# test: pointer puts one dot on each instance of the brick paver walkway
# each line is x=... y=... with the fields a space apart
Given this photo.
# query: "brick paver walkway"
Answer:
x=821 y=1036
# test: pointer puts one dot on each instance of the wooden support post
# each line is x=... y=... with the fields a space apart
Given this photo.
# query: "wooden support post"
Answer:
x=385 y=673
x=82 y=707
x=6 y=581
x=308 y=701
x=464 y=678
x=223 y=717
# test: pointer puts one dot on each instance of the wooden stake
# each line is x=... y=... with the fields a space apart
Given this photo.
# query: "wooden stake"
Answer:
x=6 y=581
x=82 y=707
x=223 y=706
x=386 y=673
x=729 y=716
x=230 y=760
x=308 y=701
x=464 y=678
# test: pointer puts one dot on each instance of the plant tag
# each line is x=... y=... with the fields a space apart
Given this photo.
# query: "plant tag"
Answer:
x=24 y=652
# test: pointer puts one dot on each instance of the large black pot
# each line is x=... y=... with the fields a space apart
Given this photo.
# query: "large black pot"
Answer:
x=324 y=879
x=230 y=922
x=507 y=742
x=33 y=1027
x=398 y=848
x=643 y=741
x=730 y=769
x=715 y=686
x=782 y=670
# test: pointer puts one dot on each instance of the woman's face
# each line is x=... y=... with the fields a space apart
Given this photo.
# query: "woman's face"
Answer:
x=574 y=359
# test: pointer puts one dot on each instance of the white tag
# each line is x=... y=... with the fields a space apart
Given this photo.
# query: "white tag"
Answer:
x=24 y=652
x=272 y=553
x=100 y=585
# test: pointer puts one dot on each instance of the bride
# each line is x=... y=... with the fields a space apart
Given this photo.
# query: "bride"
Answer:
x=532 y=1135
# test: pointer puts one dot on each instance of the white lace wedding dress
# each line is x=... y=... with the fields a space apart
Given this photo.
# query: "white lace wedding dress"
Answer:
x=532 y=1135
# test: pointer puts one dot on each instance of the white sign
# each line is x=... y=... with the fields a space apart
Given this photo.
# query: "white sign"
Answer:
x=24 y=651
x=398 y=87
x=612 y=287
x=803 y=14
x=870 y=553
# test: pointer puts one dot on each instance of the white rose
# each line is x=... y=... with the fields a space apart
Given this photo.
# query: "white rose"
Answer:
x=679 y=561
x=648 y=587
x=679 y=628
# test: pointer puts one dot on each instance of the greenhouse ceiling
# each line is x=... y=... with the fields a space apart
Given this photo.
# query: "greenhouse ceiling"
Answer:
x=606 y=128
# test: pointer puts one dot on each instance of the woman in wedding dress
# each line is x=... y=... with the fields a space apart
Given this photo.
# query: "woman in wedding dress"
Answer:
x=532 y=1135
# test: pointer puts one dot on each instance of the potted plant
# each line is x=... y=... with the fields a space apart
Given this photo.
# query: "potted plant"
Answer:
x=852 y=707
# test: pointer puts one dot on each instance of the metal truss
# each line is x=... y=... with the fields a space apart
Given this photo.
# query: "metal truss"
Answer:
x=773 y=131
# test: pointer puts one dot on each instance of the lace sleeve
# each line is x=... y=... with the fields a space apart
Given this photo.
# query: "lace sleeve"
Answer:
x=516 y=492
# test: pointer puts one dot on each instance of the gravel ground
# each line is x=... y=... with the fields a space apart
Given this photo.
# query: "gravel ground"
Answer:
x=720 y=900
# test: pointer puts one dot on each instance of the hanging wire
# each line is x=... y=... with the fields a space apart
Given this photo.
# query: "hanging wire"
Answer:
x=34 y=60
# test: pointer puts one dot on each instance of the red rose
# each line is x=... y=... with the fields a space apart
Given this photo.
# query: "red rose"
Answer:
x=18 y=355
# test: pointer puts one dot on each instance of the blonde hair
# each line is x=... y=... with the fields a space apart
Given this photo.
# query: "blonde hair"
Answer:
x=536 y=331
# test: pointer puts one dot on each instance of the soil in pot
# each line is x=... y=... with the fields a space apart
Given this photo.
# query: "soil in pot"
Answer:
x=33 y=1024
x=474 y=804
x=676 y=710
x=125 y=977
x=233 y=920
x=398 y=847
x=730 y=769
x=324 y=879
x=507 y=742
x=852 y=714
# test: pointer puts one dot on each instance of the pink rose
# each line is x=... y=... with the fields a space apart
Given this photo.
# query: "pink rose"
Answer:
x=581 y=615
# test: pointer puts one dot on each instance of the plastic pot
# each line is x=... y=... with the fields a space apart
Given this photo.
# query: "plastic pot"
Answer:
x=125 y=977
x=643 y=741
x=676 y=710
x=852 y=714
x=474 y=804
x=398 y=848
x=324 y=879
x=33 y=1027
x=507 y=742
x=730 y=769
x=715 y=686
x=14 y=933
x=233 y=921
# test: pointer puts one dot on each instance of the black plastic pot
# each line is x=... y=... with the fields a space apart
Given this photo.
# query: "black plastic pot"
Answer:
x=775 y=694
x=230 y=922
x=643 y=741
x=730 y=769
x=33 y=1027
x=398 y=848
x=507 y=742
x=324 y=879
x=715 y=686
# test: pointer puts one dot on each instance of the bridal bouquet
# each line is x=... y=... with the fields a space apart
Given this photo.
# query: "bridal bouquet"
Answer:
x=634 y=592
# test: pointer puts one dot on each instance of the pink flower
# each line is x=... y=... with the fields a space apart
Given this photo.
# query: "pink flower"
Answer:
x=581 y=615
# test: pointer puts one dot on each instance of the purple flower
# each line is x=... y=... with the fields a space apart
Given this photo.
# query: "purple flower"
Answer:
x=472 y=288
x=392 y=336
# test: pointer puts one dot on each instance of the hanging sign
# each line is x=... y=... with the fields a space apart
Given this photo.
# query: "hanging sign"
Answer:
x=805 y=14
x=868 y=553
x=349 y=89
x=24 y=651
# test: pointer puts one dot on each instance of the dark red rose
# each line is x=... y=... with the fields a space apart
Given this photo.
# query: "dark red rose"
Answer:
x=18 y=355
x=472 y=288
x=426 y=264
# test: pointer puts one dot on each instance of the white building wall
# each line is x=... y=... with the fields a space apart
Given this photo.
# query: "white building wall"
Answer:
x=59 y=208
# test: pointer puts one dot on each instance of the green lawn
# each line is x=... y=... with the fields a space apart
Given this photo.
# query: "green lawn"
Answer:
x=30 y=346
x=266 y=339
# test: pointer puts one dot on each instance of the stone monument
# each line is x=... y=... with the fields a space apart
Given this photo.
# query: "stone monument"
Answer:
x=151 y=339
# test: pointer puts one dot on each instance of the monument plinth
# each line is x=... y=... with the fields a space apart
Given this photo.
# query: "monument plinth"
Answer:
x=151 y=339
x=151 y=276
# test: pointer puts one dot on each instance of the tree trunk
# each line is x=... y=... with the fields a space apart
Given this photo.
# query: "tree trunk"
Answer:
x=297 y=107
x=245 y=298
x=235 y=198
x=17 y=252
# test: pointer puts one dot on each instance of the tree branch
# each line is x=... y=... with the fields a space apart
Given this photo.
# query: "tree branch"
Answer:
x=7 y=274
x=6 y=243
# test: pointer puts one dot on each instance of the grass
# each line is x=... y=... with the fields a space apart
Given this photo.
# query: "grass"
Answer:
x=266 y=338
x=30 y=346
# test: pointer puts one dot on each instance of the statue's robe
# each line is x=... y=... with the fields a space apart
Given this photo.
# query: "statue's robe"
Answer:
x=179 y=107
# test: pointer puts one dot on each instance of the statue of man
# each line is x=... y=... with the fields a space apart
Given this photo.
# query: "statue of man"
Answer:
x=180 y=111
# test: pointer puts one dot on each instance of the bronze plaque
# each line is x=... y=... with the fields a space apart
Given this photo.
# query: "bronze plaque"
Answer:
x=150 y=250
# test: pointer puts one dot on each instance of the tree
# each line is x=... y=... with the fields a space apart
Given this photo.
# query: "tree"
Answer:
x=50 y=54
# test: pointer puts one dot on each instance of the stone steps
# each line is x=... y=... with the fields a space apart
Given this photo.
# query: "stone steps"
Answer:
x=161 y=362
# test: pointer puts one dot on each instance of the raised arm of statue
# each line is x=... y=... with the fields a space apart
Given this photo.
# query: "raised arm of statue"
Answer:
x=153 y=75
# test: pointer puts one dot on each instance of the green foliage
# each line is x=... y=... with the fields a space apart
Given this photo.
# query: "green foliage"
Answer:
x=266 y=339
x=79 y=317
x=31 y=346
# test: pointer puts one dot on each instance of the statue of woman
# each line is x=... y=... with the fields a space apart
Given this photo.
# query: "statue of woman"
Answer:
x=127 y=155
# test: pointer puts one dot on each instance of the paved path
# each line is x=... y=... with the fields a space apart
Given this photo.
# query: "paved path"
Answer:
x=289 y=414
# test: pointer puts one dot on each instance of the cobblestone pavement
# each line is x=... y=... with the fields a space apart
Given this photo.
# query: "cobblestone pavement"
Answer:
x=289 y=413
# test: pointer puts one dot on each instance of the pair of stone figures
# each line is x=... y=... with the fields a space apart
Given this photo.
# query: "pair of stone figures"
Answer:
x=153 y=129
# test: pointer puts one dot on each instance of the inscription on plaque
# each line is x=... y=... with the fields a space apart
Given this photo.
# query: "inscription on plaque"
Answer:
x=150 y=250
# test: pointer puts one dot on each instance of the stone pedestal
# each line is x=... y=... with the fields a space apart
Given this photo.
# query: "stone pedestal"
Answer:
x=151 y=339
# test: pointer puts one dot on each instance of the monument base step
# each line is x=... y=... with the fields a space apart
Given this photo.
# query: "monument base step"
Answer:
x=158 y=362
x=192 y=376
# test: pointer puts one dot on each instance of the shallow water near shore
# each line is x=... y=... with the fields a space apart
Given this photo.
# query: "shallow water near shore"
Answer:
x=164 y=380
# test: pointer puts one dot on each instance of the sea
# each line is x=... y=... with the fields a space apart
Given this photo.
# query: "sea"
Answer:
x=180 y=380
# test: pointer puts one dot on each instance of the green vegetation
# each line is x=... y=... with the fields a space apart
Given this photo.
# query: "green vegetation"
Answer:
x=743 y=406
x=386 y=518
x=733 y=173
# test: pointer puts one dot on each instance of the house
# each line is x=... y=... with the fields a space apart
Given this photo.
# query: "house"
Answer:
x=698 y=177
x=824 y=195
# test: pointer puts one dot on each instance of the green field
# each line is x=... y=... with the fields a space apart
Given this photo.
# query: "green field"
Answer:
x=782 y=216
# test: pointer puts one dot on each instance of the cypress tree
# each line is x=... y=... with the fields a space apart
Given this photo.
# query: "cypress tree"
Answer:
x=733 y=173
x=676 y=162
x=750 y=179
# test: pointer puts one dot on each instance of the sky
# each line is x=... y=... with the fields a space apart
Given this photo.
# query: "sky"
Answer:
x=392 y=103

*Directive*:
Retype the data above line for line, starting at its first line and stopping after the line that contains "x=821 y=1036".

*Answer to this task*:
# test: pointer puts one dot on each instance of the brick paver walkway
# each line is x=... y=... with the fields a space apart
Given this photo.
# query: "brick paver walkway"
Answer:
x=821 y=1036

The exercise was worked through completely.